**Extract**.
********************
From Abracadabra to Zombies
The Skeptic's Dictionary Newsletter
Volume 7 No. 4
April 6, 2008
"A man accused of killing his exterminator has been ordered to undergo psychic evaluations at a state hospital."--headline, WBIW.com Kansas News Leader (March 13, 2008)*
In this issue
--What's new?
--The trouble with acupuncture, homeopathy, etc.
--The Ignorance of Ben Stein
--Scam of the Minute Award
There are three new entries in the Skeptic's Dictionary: anchoring effect, availability error, and representativeness error.
I updated the Emotional Freedom Technique entry to include a link to a news article about a teacher who thinks he can cure troubled youth with this pseudoscience.
We now have a theme song: The Tower of Woo.
It was a bad month (or good month, depending on how one looks at these things) for What's the Harm? Here are links to six new entries:
April 4. Italian priest accused of duping believers in demons of $6.5 million.
March 29. Diabetic girl dies while parents pray.
March 18. Tarot card reader bilks clients with the old cleansing-the-curse scam.
********************
**Recorded data**.
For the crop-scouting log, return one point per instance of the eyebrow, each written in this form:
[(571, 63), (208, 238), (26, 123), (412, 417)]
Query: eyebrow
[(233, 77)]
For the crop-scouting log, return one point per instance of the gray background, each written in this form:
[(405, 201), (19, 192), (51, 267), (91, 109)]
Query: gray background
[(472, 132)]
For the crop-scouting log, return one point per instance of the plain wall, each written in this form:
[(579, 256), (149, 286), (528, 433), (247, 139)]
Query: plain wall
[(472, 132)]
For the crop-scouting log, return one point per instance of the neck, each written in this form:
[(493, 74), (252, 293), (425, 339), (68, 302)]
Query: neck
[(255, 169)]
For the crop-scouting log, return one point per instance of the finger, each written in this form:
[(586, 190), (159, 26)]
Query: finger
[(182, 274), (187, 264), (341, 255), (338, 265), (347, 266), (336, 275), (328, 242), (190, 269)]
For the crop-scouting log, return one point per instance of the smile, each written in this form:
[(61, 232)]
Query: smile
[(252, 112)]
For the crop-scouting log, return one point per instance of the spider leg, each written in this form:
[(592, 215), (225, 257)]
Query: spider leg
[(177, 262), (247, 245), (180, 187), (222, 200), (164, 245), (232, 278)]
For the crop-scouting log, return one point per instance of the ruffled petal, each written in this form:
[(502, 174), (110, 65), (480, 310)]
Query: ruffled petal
********************
**Using the information**.
a – Reproduce word for word the stretch of the newsletter from "--The Ignorance of" through "Tower of Woo.".
b – Name every new entry the newsletter says has been added to the Skeptic's Dictionary.
The records that come after the newsletter have no connection to it.

**Task-by-task outputs**.
a –
--The Ignorance of Ben Stein
--Scam of the Minute Award
There are three new entries in the Skeptic's Dictionary: anchoring effect, availability error, and representativeness error.
I updated the Emotional Freedom Technique entry to include a link to a news article about a teacher who thinks he can cure troubled youth with this pseudoscience.
We now have a theme song: The Tower of Woo.

b – anchoring effect, availability error, representativeness error